## Opdrachten
1) Geef bij elke bewering aan of die klopt met het stuk over Bas van der Lijn, met ja of nee en de doorslaggevende woorden uit de tekst letterlijk geciteerd. (a) Bas van der Lijn woont in Joure. (b) Het winkeltje waar de zegels werden verzilverd, bestaat nog steeds. (c) Kees van Straten kwam Bas van der Lijn tegen bij het Waling Dijkstra-toernooi.
2) Uit welke stad vertrok de moeder van Kees van Straten volgens het stuk over Bas van der Lijn voor haar jaarlijkse dagje naar Joure?
3) Schrijf het stuk over Bas van der Lijn verder, te beginnen na de laatste zin.

## Geciteerde tekst
•••••
23 januari 2018 by admin
Een interview met Bas van der Lijn
Door Kees van Straten
Er zullen niet veel vaste bezoekers van de bonte dinsdagavondtrein zijn, die alle spelers van ons eerste team vlot op kunnen noemen. Iedereen kent natuurlijk Migchiel, Eddie, Auke, Erik, Jan Hania en Jan Boersma, want die komen wekelijks. Maar wie zijn Addy Lont, Bas van der Lijn, Jeroen weggen en (hoewel toch een oude bekende) Tjapko Struik?
De hoogste tijd om de heren de komende tijd aan u voor te stellen.
Bij het Waling Dijkstra- toernooi kwam ik Bas van der Lijn tegen. Op het juiste moment heb ik hem aan zijn jasje getrokken en hem gevraagd of hij beschikbaar was voor interview. Dat was hij.
Bas woont in Joure. Nu ken ik Joure uitsluitend uit de verhalen van mijn moeder, die daar ieder jaar vanuit Haarlem samen met haar zus een dagje naar toe ging, om de duizenden naarstig gespaarde Douwe Egberts-zegels te verzilveren voor een theekopje (vaak met forse bijbetaling voor het schoteltje). Dat winkeltje bestaat niet meer. Wat wel bestaat, of beter: in aanleg is, is een gigantische lanceerplek voor lange afstandsraketten, dat de naam nieuwe rotonde Joure zal gaan krijgen. In een van het historische hart van Joure afgesloten nieuwbouwwijk woont de familie Van der Lijn.
•••••
## Getoonde vermeldingen

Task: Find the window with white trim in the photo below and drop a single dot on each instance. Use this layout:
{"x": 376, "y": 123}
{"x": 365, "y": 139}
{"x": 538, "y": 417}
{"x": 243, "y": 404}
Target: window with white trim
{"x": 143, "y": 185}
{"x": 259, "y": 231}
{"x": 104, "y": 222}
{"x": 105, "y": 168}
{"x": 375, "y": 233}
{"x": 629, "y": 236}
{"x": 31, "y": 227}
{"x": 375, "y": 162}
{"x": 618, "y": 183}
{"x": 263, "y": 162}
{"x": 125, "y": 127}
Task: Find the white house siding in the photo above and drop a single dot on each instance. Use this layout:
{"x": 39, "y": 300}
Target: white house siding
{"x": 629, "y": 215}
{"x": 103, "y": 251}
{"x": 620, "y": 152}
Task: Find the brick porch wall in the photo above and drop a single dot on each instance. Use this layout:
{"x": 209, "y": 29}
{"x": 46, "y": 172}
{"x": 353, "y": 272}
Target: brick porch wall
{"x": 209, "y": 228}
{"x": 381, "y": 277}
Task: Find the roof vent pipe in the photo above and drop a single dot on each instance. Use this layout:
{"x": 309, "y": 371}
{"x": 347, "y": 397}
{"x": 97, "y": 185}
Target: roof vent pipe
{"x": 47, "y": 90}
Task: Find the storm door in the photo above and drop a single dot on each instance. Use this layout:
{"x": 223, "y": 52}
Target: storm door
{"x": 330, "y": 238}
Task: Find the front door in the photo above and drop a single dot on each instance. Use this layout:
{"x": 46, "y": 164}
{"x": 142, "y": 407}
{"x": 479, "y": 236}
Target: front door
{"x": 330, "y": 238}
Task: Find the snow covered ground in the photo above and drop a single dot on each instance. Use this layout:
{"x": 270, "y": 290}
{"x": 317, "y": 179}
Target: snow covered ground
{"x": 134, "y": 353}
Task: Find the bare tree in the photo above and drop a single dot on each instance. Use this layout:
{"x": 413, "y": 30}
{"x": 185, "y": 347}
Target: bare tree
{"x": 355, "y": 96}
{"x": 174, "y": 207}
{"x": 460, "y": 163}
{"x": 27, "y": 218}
•••••
## Antwoorden
1)
(a) Ja: "Bas woont in Joure."
(b) Nee: "Dat winkeltje bestaat niet meer."
(c) Ja: "Bij het Waling Dijkstra- toernooi kwam ik Bas van der Lijn tegen."

2) Uit Haarlem.

3)
Speciaal voor mij had Bas voor bij de koffie ovenverse oranjekoek gehaald. Tussen alle huishoudelijke handelingen door wist hij ook nog met grote trefzekerheid de ene na de andere volzin op tafel neer te leggen. Af en toe heb ik hard moeten ingrijpen, om nog enigszins aan mijn vragen toe te komen. Jammer dat veel smeuïge verhalen ‘off the record’ waren. Het is niet anders. Bas is een enthousiaste verteller en hij laat me van alles zien. Nauwelijks ben ik binnen, of ik moet de tekeningen van zijn dochters (Nynke, 12 jaar en Maaike, 10 jaar) bewonderen, een blik werpen op de overvolle garage (met biljart) en de plakboeken die zijn vader heeft samengesteld over zijn schaakprestaties. In de tuin ligt een gebogen stuk hout en ik vermoed dat dat het begin is van een boot. Is Bas handig? Nee, Bas is totaal niet handig, hij kan niks (zegt-ie zelf). Zijn favoriete bezigheid is: gelukzalig voor zich uit staren. Marieke is de handige klusser in huis en maakt momenteel een hangmat. Het gebogen stuk hout wordt het onderstel.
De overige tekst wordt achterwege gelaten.